(Work to be completed):
Return the data below unchanged. Drop any pictures.
=== Section Start ===
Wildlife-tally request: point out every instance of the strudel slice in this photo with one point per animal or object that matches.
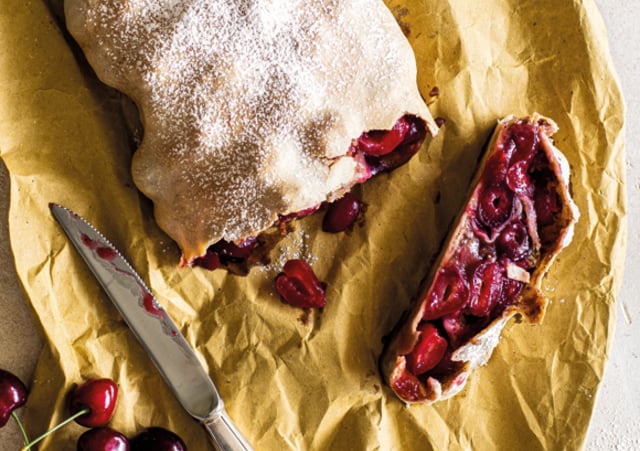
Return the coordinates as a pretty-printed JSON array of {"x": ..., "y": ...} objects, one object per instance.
[
  {"x": 254, "y": 110},
  {"x": 518, "y": 217}
]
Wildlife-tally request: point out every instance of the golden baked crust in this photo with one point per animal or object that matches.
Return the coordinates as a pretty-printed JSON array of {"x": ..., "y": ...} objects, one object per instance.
[
  {"x": 547, "y": 240},
  {"x": 249, "y": 107}
]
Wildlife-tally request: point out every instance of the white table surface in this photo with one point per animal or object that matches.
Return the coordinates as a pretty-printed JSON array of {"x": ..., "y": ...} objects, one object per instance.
[{"x": 616, "y": 420}]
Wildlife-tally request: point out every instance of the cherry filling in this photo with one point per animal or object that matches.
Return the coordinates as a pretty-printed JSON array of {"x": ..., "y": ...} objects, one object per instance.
[
  {"x": 472, "y": 285},
  {"x": 298, "y": 285},
  {"x": 376, "y": 150}
]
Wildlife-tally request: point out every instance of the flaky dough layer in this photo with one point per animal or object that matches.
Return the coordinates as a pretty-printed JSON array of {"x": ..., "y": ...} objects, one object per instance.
[{"x": 248, "y": 107}]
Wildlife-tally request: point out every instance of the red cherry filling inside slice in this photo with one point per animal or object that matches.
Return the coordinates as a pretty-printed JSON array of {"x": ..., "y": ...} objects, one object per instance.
=== Section End ===
(Exercise output):
Wildlife-tally request: point out every instance of the strudel slice in this photo with one point per animal or object that matches.
Return the coordinates as a pretty-printed JSON array of {"x": ..., "y": ...} objects, one object per instance.
[
  {"x": 254, "y": 110},
  {"x": 518, "y": 217}
]
Wildlife-tally request: point out every instance of the golden baked crust in this photo with one point per animal or object that matches.
Return the coordinates as a pretty-printed JSON array of {"x": ..., "y": ...} objects, one object per instance.
[
  {"x": 547, "y": 240},
  {"x": 249, "y": 107}
]
Wildlife-tally request: point out every instance of the white table surface in this photo with one point per animal or object that matches.
Return the coordinates as a pretty-printed JSON array of {"x": ..., "y": ...} objects, one object per instance.
[{"x": 616, "y": 420}]
Wildlife-tally request: point out every instance of the cherry filling in this photo with one point per animal or object that matches.
Return the coordinates as a pretty-printed JSON array of {"x": ..., "y": ...} objects, one object per instance.
[
  {"x": 472, "y": 285},
  {"x": 298, "y": 285},
  {"x": 376, "y": 150}
]
Wildlife-tally request: point out every instance of the flaky dough layer in this photo with one point per animal or object that matches.
Return the coordinates as a pretty-printed JSON array of {"x": ..., "y": ...} objects, one object per instance.
[{"x": 248, "y": 107}]
Wildlife-tally request: point out every instance of the red cherry filling inside slice in this photo with one point per animal or object that matches.
Return the coordinates as a pretty-printed JSON array of {"x": ..., "y": ...} objects, one object per instance.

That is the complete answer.